+++ Stored rows
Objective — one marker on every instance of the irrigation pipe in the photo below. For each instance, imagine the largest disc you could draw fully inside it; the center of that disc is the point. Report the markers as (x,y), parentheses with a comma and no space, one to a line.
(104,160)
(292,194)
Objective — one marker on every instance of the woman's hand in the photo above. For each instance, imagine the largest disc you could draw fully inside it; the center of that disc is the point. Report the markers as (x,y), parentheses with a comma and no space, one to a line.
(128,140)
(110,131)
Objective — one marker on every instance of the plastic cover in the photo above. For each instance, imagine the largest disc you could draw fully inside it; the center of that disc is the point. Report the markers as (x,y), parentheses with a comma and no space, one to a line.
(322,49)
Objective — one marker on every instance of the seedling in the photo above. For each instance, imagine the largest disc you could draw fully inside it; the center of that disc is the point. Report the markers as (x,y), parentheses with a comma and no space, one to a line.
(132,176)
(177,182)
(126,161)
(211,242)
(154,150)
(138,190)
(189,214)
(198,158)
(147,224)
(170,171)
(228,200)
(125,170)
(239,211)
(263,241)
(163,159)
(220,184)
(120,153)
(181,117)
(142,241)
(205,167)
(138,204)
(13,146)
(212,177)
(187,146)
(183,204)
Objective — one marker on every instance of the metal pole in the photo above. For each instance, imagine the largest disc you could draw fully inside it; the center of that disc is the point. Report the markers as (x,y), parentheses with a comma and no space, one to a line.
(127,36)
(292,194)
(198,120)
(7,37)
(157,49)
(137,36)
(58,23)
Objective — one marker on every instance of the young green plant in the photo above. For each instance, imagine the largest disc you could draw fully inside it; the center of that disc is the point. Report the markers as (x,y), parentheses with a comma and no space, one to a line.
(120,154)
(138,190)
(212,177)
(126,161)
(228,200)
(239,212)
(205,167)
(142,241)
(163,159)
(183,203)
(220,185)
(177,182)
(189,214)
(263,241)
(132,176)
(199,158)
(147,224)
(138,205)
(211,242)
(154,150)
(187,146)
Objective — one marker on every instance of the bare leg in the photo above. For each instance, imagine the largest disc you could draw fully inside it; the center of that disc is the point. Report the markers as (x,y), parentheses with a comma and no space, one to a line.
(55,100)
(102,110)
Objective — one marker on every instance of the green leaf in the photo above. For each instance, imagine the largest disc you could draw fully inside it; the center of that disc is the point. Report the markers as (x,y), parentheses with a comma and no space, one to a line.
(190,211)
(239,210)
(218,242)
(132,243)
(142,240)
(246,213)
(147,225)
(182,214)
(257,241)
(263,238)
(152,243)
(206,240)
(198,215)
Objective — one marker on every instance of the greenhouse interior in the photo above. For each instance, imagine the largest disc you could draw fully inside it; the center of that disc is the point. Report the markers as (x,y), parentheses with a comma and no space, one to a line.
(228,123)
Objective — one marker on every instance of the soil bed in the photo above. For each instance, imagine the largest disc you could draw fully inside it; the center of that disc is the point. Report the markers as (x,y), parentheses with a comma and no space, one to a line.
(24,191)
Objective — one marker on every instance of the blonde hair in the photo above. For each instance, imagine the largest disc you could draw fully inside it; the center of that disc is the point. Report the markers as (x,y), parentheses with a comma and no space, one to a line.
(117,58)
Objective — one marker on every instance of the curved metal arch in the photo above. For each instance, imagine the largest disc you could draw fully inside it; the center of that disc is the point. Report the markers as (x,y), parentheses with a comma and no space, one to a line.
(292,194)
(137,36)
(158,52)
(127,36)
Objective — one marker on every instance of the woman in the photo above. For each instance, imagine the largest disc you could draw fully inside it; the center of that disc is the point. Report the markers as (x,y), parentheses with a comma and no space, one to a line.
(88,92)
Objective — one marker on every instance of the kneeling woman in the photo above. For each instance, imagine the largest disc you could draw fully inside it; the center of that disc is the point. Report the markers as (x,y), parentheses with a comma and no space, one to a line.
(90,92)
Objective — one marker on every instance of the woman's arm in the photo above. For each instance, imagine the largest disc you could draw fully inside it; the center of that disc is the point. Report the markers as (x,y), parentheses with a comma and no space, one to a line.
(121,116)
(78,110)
++++++
_Objective_
Extract all the material, leaving every line as it is.

_Final result_
Objective — one marker on every instance of the irrigation pipe in the photo below. For each instance, imagine the largest disc you could draw fully inside it; the center of that disc is the point. Report the markers as (x,y), parentheses with a comma and no space, one to a line.
(104,160)
(292,194)
Objective — one marker on every instance of the woman's hand in the photo above. For each instance, imagine the largest disc you could draw fully inside it; the center of that disc is the point. Report the markers as (x,y), parentheses with a comma and no space, one to a line.
(128,140)
(110,131)
Objective — one marker on every instance of the plastic cover in the photo above. For each instance, imagine the largest disc you could draw fully inside it; the center of that disc is the point. Report the markers as (x,y), parentheses with a comma and no space, one to a line.
(322,49)
Objective — one marker on every instance of the seedling in the photo above. For each instance, imagine the largest disc you could draw fully inside it; the center of that disc is the point. Report the markers as (x,y), parentheses with a comma and no space, one to a line.
(132,176)
(177,182)
(126,161)
(211,242)
(154,150)
(138,190)
(189,214)
(198,158)
(147,224)
(170,171)
(228,200)
(125,170)
(239,211)
(263,241)
(163,159)
(220,184)
(120,153)
(181,117)
(142,241)
(205,167)
(138,204)
(13,146)
(212,177)
(187,146)
(183,204)
Objective — one marker on every instance of the metal pole in the photo above. For each instance, imagine the largest disc you could draw fully inside it; the center of that disc is the point. Report the markers as (x,y), parentheses with a comma and no space, one to a line.
(127,36)
(292,194)
(198,120)
(7,37)
(157,49)
(137,36)
(58,23)
Objective — one marker on every instance of the young green plant in the photo above. For each instance, imagine the largest disc you could draw fully inside it; the center of that disc is the point. Report the markers as (x,y), parentheses with a comma and no space, one to a line.
(120,154)
(138,190)
(212,177)
(126,161)
(228,200)
(239,212)
(205,167)
(142,241)
(163,159)
(183,203)
(220,185)
(177,182)
(189,214)
(263,241)
(132,176)
(199,158)
(147,224)
(138,205)
(211,242)
(154,150)
(187,146)
Objective — one marker on every instance of the bare leg in the photo above. For each instance, imagine the largest disc you could draw fully inside it; the center of that disc is the point. Report the markers as (x,y), parentheses with a comma and no space, one to a line.
(55,100)
(102,110)
Objective — one marker on every instance of the green leaf in the photo above. For each instance, imagine the largest disc you could draw fully inside it; the center of that disc is the point. Report the markers as (x,y), parentheses with a comma and no space, one to a line.
(190,211)
(239,210)
(218,242)
(132,243)
(142,240)
(246,213)
(147,225)
(182,214)
(257,241)
(263,238)
(152,243)
(206,240)
(198,215)
Objective — one marker on every instance of the greenhouse interior in the photo above. For each instance, imagine the largest disc you could draw fully inside it; the center of that disc is the point. Report the markers as (x,y), parentheses with a comma and no space, one to a line.
(228,123)
Objective — one marker on every instance of the soil bed in the photo above. For each instance, imagine the largest disc you could draw fully inside it; the center of that disc is the point. Report the markers as (x,y), parentheses with a comma and no space, one to a line.
(24,191)
Objective — one marker on every instance of the blonde hair in the photo above. For each instance, imagine the largest disc you could draw fully inside it; the center of that disc is the point. Report the markers as (x,y), parentheses with a comma and no space, one to a line.
(117,58)
Objective — one marker on every instance of the curved metal arch in the photo above. For each instance, imagine the largest disc you could draw fully inside it; the center of that disc is the point. Report the markers as (x,y), parentheses with a comma and no space, one to a line.
(292,194)
(137,36)
(158,52)
(127,36)
Objective — one marker on every instance of the woman in the photo above. For each instance, imagine the largest disc you could draw fully inside it; the center of that disc is the point. Report the markers as (x,y), parentheses with a comma and no space, one to a line.
(88,92)
Objective — one marker on every instance of the kneeling woman in the photo above. For each instance, imagine the largest disc you could draw fully inside it; the center of that disc is the point. Report the markers as (x,y), parentheses with a comma and no space, one to a line.
(90,92)
Objective — one marker on every instance of the woman's arm in the photo above. For each instance, imagine the largest disc you could draw fully inside it; the center of that disc is the point. Report the markers as (x,y), parentheses with a comma and no space, one to a line.
(121,116)
(78,110)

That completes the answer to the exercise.